[What you are asked to do]:
Please retype the listing below exactly as it stands, skipping any pictures.

[Provided information]:

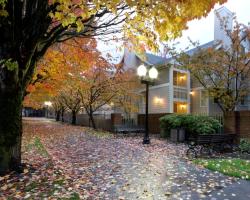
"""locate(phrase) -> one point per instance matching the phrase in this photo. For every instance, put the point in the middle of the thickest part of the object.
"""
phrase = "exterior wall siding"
(196, 108)
(158, 100)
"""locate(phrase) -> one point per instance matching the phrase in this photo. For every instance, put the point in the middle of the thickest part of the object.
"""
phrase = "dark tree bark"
(92, 120)
(10, 131)
(62, 115)
(26, 34)
(57, 115)
(73, 119)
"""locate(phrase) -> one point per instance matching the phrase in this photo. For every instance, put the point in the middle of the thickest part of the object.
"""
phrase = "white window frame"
(202, 90)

[Result for this exercise]:
"""locate(phrase) -> one point per instance matching the phrase in this photo. For every instance, put the point in the middle of the thickest part of the object.
"""
phrase = "exterior wall siding"
(196, 108)
(158, 100)
"""locate(phrase) -> one point per instance matching the phrase in this photo. For every instance, put the point in the middle of the thickest part of the object.
"""
phrase = "dark tree bark"
(92, 120)
(10, 131)
(62, 115)
(26, 34)
(57, 115)
(73, 119)
"""locate(phrase) -> one point per instance matching the phrase in this photo. For every instance, put the point in the middle of the thickest part of the object.
"""
phrase = "white window frame"
(202, 90)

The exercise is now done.